- [Exercise directions]: Transcribe the records from the line containing "I'm trying to determine whether the chandelier" onward, up to and including the final line, exactly and without anything else.
┌─ Records for this exercise
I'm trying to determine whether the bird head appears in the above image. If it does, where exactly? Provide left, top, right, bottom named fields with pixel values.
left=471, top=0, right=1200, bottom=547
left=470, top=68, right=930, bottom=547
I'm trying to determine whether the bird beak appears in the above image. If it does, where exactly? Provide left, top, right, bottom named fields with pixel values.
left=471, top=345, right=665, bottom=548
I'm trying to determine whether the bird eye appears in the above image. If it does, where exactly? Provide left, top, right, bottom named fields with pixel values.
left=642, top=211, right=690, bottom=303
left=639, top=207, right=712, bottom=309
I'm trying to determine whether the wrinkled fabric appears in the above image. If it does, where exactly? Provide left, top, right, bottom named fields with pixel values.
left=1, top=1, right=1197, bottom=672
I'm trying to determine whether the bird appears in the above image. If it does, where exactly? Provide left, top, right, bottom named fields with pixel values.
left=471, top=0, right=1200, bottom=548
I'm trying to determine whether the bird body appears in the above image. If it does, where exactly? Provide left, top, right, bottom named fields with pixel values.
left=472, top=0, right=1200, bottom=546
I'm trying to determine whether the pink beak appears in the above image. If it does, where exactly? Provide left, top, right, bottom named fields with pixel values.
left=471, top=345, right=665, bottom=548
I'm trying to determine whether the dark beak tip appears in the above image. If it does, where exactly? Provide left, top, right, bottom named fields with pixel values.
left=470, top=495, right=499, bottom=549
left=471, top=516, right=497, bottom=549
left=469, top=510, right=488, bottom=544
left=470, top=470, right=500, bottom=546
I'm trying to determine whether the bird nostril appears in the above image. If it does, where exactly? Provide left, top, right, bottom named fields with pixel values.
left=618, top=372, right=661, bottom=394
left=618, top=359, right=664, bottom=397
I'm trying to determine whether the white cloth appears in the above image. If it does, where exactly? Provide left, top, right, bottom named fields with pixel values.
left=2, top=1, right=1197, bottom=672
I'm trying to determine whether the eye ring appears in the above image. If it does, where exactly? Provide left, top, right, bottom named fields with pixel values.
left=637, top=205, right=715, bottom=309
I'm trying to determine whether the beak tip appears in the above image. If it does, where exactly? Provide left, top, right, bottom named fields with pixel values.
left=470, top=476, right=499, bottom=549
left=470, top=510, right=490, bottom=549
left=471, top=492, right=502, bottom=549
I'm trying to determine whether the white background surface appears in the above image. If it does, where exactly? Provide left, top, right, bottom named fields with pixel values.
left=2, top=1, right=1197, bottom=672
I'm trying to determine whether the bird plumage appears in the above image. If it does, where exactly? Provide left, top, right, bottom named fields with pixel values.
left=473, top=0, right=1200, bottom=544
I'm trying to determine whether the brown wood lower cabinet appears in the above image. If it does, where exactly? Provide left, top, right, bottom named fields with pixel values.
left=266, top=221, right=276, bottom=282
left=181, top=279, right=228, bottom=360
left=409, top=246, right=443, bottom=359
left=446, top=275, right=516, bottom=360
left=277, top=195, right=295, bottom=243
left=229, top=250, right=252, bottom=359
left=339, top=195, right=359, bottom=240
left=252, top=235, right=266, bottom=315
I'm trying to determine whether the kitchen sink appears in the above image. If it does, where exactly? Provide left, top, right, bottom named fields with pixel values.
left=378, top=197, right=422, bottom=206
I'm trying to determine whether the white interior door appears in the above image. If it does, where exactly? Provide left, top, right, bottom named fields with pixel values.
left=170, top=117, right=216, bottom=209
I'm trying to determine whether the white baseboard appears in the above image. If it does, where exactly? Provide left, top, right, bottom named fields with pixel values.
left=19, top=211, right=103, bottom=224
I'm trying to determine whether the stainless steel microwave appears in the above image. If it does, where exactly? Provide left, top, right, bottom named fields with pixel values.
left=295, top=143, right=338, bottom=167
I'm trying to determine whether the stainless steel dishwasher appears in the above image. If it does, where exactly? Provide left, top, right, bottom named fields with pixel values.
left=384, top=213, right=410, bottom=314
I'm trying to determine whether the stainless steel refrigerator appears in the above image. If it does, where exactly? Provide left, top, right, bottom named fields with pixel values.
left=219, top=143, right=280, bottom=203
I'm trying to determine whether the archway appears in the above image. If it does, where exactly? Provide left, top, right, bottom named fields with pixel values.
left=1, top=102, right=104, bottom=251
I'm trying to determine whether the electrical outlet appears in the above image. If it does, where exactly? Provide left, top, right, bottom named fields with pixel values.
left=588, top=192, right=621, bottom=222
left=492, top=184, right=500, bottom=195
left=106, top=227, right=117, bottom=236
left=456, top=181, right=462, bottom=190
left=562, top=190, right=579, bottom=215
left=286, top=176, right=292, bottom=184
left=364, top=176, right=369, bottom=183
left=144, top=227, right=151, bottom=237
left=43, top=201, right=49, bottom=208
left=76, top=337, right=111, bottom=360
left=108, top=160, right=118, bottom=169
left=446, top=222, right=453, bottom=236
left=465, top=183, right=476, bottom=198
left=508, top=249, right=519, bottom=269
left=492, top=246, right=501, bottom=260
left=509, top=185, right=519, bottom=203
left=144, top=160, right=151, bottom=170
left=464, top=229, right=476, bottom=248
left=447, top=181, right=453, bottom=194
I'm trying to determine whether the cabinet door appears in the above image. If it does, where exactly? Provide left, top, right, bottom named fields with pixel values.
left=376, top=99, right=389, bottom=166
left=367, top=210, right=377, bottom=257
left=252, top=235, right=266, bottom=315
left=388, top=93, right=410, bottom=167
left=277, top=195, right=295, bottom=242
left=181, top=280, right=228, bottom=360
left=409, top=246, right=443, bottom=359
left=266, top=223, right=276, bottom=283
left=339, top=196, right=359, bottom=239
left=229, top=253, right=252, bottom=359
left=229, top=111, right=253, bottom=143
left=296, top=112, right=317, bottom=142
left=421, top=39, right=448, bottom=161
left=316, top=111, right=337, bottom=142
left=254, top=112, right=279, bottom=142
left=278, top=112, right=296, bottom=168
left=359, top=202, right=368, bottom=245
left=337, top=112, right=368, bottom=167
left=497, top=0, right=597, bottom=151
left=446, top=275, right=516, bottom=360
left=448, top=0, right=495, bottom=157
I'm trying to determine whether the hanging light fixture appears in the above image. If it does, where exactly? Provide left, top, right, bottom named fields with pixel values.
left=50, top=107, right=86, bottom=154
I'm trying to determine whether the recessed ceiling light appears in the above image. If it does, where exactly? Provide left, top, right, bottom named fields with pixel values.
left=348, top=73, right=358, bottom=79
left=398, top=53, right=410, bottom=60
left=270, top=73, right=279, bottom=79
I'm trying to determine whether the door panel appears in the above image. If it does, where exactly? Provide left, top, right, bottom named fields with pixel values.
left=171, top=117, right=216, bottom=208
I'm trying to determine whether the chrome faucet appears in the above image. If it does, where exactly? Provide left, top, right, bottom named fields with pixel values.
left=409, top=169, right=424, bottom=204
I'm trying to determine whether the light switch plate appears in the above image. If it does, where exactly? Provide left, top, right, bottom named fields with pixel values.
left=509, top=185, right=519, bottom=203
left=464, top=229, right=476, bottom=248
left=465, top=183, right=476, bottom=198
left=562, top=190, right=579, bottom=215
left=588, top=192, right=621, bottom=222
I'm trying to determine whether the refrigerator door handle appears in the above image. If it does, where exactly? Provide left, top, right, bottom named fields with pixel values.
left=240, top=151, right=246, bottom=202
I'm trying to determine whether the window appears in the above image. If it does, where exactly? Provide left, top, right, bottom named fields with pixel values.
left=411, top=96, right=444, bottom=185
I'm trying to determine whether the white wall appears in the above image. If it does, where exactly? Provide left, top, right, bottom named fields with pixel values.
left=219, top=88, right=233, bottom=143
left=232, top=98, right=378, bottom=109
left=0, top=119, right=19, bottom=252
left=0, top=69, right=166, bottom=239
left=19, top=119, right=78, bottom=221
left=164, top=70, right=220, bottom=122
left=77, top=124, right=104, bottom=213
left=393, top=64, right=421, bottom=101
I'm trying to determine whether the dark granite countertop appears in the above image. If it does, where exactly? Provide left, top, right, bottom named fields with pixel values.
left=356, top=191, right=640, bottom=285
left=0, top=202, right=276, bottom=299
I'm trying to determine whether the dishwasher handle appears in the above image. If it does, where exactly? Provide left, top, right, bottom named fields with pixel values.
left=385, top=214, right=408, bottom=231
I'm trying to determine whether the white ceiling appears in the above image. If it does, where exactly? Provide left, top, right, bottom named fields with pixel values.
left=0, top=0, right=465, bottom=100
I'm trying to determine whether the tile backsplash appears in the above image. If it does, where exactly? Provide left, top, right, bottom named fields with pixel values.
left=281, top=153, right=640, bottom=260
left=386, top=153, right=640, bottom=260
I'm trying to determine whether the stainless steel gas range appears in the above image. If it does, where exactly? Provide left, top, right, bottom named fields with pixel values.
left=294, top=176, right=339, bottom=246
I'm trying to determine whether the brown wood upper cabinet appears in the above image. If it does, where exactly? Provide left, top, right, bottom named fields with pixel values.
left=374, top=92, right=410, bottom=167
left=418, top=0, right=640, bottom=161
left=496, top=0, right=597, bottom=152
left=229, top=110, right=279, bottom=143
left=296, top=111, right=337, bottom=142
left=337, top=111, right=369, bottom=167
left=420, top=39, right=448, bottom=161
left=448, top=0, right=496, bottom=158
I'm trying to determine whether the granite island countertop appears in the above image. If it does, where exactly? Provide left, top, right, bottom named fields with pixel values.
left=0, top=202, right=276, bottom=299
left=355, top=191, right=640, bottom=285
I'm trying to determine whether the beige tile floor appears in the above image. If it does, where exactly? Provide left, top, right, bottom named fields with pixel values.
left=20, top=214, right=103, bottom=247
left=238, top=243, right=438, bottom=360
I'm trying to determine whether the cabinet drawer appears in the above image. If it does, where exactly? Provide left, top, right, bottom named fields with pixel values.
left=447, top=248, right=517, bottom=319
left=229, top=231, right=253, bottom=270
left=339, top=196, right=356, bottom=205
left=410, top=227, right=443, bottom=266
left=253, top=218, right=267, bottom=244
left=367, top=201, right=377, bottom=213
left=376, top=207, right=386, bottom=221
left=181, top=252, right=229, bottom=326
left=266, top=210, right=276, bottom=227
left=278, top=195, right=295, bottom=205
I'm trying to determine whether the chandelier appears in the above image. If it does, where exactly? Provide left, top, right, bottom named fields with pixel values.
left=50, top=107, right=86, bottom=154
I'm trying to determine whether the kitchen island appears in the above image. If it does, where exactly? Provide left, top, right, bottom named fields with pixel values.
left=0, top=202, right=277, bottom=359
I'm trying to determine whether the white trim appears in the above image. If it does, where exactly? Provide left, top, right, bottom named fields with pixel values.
└─
- [Response to the task]:
I'm trying to determine whether the chandelier appears in the above image. If it does, where exactly? Provide left, top, right, bottom named fields with pixel values.
left=50, top=107, right=86, bottom=154
I'm trying to determine whether the kitchen island appears in the above image. If it does, where exactly? Provide left, top, right, bottom named fields with pixel values.
left=0, top=202, right=277, bottom=359
I'm trying to determine whether the white trim appears in the above image. If it does, where exactly? Provide left, top, right, bottom named fields with pixel values.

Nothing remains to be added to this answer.